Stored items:
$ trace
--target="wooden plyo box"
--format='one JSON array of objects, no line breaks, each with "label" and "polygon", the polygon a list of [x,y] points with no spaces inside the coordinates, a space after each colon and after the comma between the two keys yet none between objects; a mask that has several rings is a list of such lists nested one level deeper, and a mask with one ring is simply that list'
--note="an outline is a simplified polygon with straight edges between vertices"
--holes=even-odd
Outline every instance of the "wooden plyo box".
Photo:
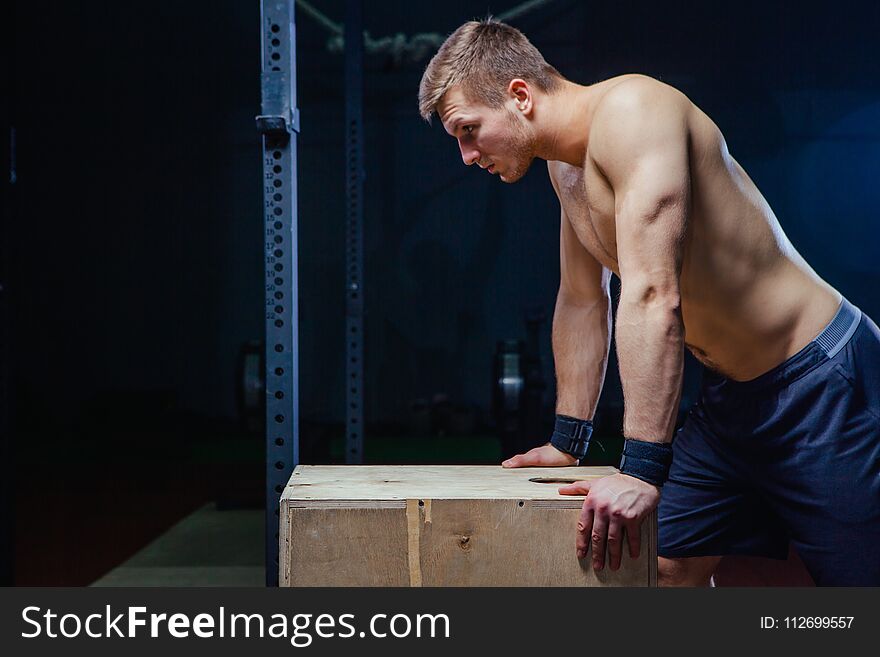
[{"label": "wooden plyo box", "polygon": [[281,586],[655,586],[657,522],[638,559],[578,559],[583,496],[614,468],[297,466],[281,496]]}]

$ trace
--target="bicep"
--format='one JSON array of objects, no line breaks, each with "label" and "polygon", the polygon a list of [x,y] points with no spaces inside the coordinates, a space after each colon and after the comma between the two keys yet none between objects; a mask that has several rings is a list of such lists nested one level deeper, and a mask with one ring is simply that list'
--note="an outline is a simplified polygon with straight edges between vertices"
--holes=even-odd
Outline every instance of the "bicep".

* * *

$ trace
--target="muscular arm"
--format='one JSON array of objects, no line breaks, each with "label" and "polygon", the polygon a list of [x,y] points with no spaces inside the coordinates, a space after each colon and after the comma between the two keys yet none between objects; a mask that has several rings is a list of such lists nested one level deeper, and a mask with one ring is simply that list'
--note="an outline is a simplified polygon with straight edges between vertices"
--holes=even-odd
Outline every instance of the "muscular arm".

REQUIREMENT: Wherever the string "target" appears in the data above, copy the line it sits in.

COMPLETED EXERCISE:
--target="wooden plyo box"
--target="bicep"
--target="muscular arm"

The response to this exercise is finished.